_STORED ROWS:_
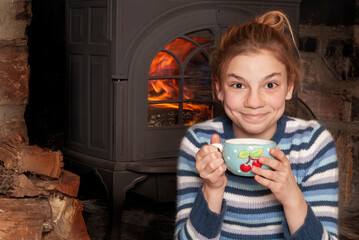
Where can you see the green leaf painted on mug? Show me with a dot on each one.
(244, 154)
(256, 153)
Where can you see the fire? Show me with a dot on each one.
(168, 89)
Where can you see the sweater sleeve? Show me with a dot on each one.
(319, 186)
(194, 218)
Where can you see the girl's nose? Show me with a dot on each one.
(254, 99)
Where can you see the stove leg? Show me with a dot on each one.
(121, 182)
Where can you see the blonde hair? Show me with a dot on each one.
(270, 32)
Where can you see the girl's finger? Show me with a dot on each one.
(270, 162)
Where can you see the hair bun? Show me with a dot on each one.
(274, 19)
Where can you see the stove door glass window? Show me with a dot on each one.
(179, 85)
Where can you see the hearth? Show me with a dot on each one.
(138, 76)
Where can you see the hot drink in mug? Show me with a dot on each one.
(240, 154)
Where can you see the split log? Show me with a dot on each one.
(67, 218)
(21, 185)
(25, 218)
(23, 158)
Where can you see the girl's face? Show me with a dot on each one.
(253, 91)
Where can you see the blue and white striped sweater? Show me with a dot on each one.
(250, 210)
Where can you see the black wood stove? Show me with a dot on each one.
(138, 76)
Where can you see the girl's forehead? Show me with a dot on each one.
(255, 64)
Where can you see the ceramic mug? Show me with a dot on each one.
(240, 154)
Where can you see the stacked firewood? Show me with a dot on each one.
(37, 196)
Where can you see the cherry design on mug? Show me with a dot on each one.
(252, 156)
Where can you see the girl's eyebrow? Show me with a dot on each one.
(265, 78)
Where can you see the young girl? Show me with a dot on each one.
(255, 69)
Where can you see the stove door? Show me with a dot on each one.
(169, 80)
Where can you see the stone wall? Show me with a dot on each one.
(331, 90)
(15, 15)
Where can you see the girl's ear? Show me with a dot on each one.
(218, 89)
(290, 89)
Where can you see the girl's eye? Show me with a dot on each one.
(271, 85)
(238, 85)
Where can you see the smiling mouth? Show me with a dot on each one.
(253, 117)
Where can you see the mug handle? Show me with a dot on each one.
(218, 145)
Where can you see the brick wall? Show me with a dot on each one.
(331, 90)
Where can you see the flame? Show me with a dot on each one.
(168, 89)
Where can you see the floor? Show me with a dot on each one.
(142, 218)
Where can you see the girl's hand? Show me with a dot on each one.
(211, 168)
(280, 180)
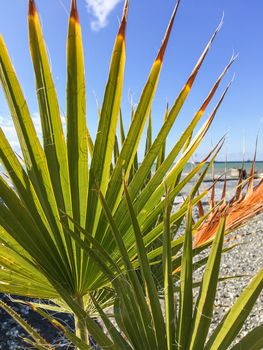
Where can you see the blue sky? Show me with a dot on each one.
(242, 110)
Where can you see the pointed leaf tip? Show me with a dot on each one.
(74, 11)
(32, 8)
(124, 19)
(167, 34)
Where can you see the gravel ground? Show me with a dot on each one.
(246, 259)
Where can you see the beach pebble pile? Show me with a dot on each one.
(245, 259)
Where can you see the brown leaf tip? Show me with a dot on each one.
(32, 10)
(74, 11)
(124, 19)
(167, 34)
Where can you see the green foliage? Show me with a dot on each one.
(83, 224)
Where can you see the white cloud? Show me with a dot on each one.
(100, 9)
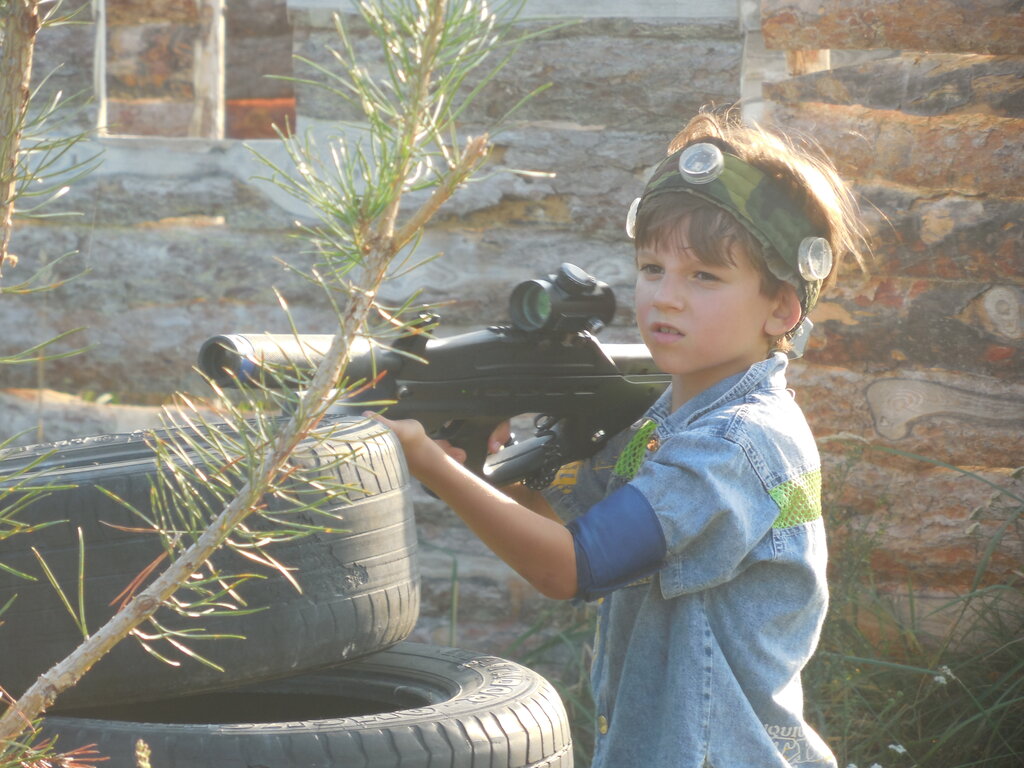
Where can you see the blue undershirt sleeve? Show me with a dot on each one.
(617, 541)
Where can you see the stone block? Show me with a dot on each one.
(916, 84)
(886, 324)
(969, 154)
(994, 27)
(963, 420)
(600, 74)
(62, 62)
(253, 18)
(151, 60)
(208, 195)
(148, 117)
(253, 66)
(930, 525)
(129, 12)
(918, 233)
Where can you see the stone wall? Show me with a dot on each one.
(181, 239)
(925, 353)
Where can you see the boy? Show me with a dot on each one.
(705, 542)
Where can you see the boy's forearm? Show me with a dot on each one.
(536, 545)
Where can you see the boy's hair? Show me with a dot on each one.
(804, 176)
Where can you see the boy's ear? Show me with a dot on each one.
(785, 311)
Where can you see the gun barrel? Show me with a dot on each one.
(279, 359)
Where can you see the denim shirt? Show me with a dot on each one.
(698, 665)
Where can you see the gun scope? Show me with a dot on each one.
(569, 300)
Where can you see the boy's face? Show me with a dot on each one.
(704, 323)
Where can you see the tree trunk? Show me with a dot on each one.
(19, 24)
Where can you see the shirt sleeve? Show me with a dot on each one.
(712, 507)
(617, 541)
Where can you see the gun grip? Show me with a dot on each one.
(517, 462)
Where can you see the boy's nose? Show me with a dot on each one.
(669, 295)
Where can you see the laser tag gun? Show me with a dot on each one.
(548, 361)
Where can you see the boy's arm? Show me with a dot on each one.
(537, 546)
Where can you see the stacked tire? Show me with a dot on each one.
(325, 676)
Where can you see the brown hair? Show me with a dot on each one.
(803, 171)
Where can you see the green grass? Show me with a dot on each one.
(893, 696)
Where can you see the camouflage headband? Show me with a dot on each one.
(795, 250)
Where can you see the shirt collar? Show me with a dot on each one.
(770, 371)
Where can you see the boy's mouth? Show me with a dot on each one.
(660, 328)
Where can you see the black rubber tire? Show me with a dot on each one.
(415, 706)
(360, 586)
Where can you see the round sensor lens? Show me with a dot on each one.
(530, 306)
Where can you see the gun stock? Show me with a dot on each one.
(461, 387)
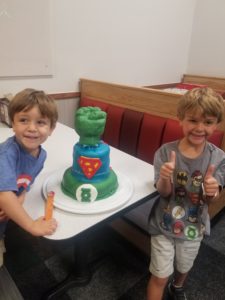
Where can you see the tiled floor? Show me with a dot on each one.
(37, 264)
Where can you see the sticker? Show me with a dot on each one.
(89, 165)
(191, 232)
(182, 177)
(178, 212)
(178, 227)
(86, 193)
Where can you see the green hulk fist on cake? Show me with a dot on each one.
(90, 178)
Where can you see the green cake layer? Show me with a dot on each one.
(89, 192)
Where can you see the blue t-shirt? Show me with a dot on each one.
(18, 169)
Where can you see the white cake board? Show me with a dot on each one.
(66, 203)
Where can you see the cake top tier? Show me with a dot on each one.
(90, 124)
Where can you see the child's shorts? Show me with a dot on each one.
(2, 251)
(168, 252)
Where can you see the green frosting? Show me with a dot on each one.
(104, 188)
(90, 124)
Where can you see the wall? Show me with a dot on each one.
(137, 42)
(207, 47)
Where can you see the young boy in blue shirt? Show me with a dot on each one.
(33, 116)
(188, 174)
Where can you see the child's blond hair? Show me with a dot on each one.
(204, 100)
(28, 98)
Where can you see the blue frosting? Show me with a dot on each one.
(100, 151)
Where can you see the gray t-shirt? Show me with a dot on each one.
(184, 214)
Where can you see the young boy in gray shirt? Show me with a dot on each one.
(188, 174)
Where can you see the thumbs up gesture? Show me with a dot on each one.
(167, 168)
(210, 184)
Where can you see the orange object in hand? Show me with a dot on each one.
(49, 205)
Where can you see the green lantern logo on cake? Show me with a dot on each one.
(90, 178)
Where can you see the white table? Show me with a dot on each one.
(59, 148)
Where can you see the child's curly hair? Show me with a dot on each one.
(28, 98)
(205, 100)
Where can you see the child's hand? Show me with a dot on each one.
(3, 216)
(167, 168)
(42, 227)
(211, 186)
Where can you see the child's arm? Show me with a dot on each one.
(14, 210)
(164, 183)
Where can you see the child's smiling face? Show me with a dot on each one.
(31, 129)
(197, 128)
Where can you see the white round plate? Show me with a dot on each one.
(66, 203)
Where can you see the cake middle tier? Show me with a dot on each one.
(91, 162)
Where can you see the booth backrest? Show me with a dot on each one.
(137, 133)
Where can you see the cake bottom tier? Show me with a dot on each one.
(88, 192)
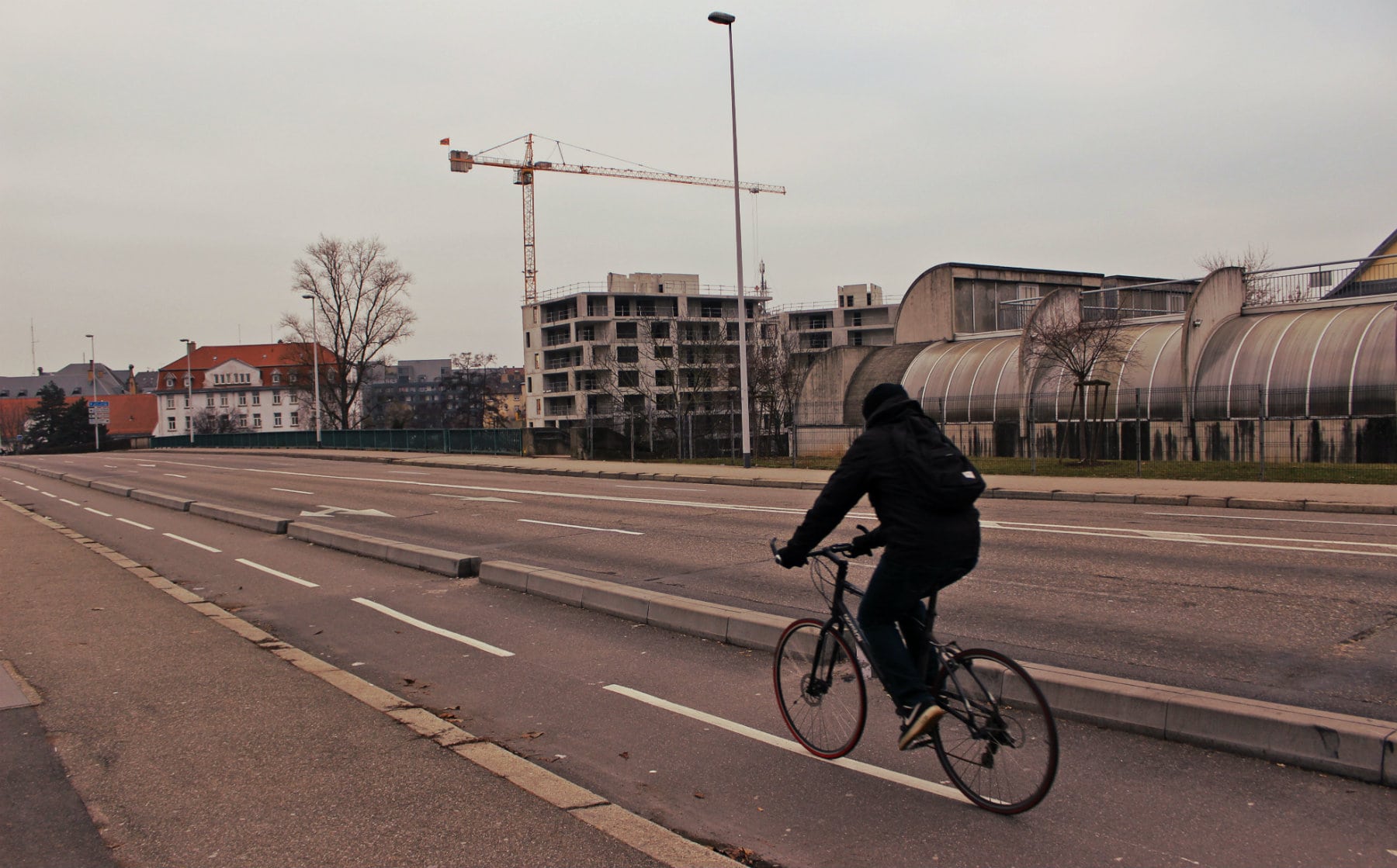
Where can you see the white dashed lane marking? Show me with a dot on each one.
(432, 628)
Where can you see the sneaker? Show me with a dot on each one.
(918, 722)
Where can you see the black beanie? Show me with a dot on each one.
(879, 396)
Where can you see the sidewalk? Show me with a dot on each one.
(192, 737)
(1322, 497)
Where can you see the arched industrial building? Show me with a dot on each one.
(1297, 361)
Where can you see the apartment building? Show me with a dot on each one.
(636, 347)
(859, 317)
(255, 387)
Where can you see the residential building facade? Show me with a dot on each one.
(253, 387)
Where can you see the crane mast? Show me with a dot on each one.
(464, 161)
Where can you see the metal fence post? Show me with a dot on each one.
(1138, 433)
(1260, 431)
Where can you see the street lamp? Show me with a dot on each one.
(97, 431)
(314, 356)
(724, 19)
(189, 387)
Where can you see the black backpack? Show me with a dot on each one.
(946, 480)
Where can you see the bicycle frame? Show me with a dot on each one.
(843, 620)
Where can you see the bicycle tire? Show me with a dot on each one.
(819, 688)
(1004, 758)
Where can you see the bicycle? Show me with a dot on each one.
(998, 740)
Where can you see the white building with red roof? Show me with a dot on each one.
(248, 387)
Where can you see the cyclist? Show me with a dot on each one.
(927, 550)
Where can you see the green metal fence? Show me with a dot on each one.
(473, 441)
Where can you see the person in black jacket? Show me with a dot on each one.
(927, 548)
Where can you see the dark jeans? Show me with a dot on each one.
(892, 603)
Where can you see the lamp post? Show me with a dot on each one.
(724, 19)
(97, 431)
(189, 387)
(314, 356)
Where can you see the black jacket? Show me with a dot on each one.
(908, 527)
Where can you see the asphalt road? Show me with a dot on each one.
(1288, 607)
(653, 721)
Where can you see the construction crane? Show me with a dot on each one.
(524, 169)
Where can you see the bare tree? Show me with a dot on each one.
(1080, 348)
(1255, 258)
(468, 396)
(361, 310)
(775, 375)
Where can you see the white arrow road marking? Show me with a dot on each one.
(785, 744)
(581, 527)
(189, 541)
(485, 500)
(277, 572)
(432, 628)
(330, 511)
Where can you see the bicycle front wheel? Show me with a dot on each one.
(998, 742)
(819, 688)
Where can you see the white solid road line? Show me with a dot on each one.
(1259, 518)
(189, 541)
(432, 628)
(277, 572)
(785, 744)
(530, 520)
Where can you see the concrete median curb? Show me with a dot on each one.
(404, 555)
(244, 518)
(1361, 749)
(169, 501)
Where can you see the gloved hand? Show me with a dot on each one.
(791, 557)
(862, 545)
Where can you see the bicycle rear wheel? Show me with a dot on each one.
(998, 742)
(819, 688)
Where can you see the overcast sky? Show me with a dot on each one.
(164, 164)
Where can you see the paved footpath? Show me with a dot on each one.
(140, 726)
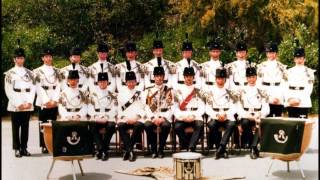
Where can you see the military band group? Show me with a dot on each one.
(160, 96)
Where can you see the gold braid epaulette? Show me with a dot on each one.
(113, 97)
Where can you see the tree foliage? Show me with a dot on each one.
(62, 24)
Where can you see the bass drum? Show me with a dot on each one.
(187, 165)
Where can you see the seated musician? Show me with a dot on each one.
(220, 109)
(189, 111)
(102, 109)
(253, 106)
(72, 101)
(299, 86)
(159, 99)
(131, 114)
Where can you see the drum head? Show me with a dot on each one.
(187, 155)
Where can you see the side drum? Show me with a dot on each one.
(47, 134)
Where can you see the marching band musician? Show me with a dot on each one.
(273, 75)
(299, 86)
(189, 111)
(178, 78)
(221, 109)
(159, 99)
(237, 77)
(103, 110)
(94, 69)
(20, 90)
(135, 66)
(48, 90)
(131, 114)
(253, 107)
(169, 67)
(209, 67)
(83, 72)
(72, 101)
(237, 69)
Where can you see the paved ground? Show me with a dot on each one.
(37, 166)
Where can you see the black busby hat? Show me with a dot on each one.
(251, 70)
(131, 46)
(272, 47)
(188, 71)
(102, 76)
(19, 52)
(158, 70)
(47, 51)
(214, 45)
(102, 47)
(241, 46)
(157, 44)
(73, 74)
(187, 45)
(299, 52)
(75, 51)
(130, 75)
(221, 73)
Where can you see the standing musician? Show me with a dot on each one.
(73, 101)
(273, 75)
(159, 99)
(20, 90)
(135, 66)
(253, 107)
(237, 77)
(189, 110)
(95, 69)
(220, 109)
(209, 67)
(48, 89)
(83, 72)
(178, 78)
(103, 110)
(299, 86)
(169, 67)
(131, 114)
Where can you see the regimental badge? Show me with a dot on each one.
(281, 137)
(74, 139)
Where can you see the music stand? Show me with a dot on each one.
(70, 141)
(276, 135)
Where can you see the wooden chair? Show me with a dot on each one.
(48, 139)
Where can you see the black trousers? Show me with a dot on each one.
(130, 141)
(215, 135)
(297, 112)
(45, 115)
(20, 129)
(179, 128)
(248, 137)
(236, 134)
(275, 110)
(103, 140)
(150, 129)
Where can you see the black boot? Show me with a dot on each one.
(98, 155)
(254, 154)
(44, 150)
(126, 156)
(105, 156)
(161, 154)
(221, 152)
(132, 156)
(24, 152)
(17, 153)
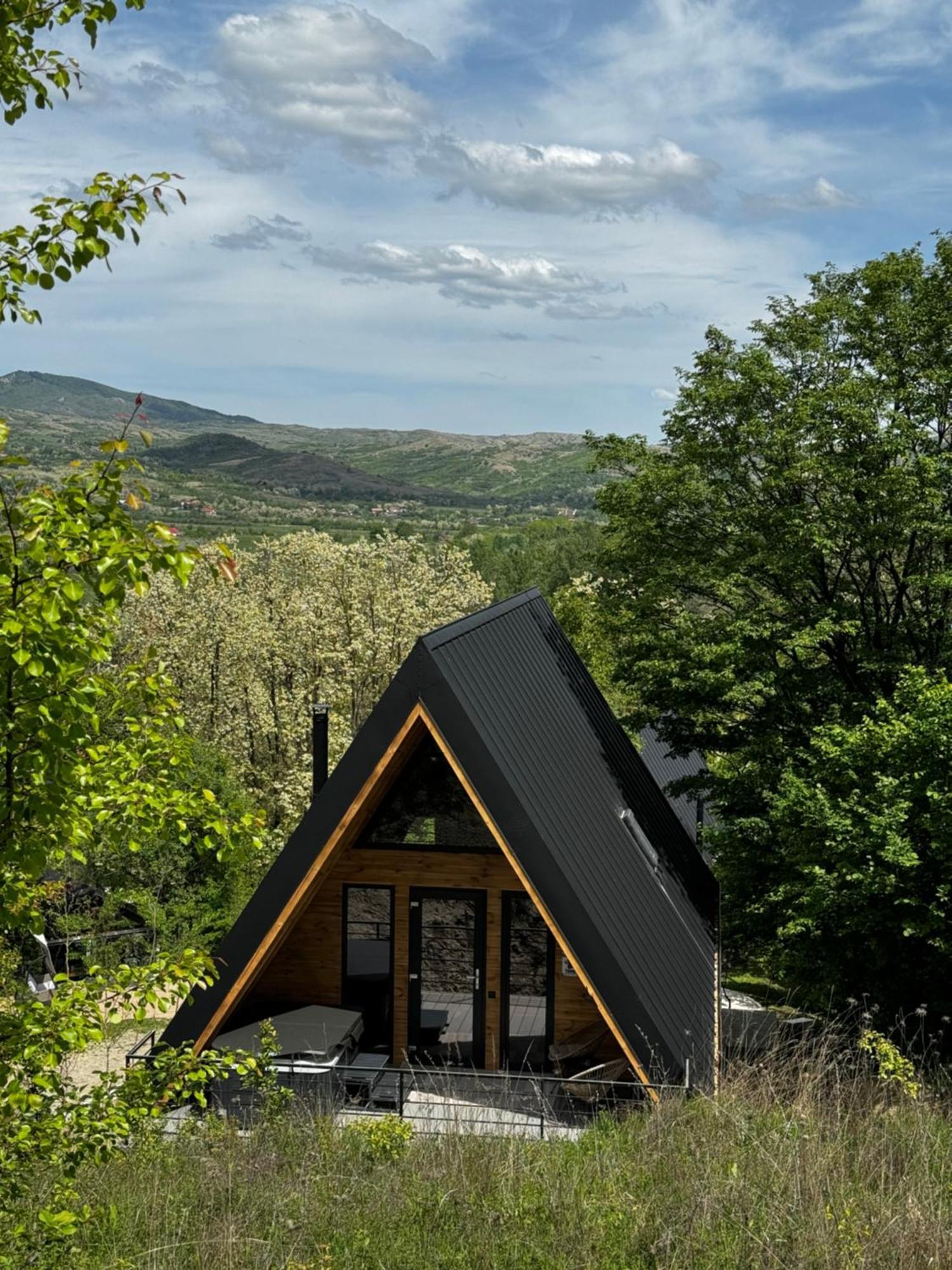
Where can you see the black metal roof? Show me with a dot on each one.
(555, 770)
(670, 770)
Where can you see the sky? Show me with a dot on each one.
(478, 215)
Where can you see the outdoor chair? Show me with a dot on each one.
(585, 1088)
(583, 1045)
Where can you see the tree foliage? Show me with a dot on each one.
(69, 234)
(545, 554)
(307, 620)
(35, 76)
(776, 568)
(95, 760)
(92, 756)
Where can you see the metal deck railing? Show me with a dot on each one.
(445, 1100)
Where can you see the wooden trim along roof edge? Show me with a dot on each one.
(534, 895)
(343, 835)
(347, 829)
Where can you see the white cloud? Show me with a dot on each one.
(819, 196)
(323, 70)
(569, 180)
(258, 234)
(474, 279)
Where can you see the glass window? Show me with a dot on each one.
(428, 808)
(369, 914)
(526, 961)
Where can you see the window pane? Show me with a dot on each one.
(428, 808)
(529, 984)
(367, 975)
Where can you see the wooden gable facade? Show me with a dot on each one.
(421, 888)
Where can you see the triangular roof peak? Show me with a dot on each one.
(571, 801)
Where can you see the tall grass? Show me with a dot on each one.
(809, 1161)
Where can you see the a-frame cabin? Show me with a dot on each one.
(492, 871)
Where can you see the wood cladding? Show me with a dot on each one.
(308, 966)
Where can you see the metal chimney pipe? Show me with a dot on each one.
(319, 747)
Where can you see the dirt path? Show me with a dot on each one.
(110, 1055)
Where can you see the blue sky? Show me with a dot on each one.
(473, 215)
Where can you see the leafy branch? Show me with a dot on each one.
(70, 234)
(30, 73)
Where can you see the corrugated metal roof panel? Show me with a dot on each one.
(557, 772)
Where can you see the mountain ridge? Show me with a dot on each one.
(64, 417)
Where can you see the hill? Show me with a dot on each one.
(296, 474)
(64, 416)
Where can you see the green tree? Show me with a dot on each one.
(307, 620)
(92, 756)
(780, 563)
(864, 824)
(545, 554)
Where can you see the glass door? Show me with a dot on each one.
(447, 971)
(527, 1013)
(369, 962)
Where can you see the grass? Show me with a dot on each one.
(808, 1164)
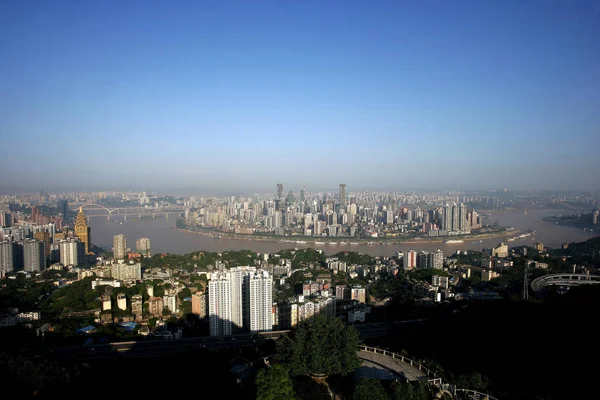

_SET TASK:_
Pick out every line above that contains the string "fence", and copy each one in full. Capital and small letters must match.

_TASK RESPONSE:_
Where can you see the metal fence post? Show me with a dot on each one.
Where can you see the green metal fence? Show me with a dot on each one.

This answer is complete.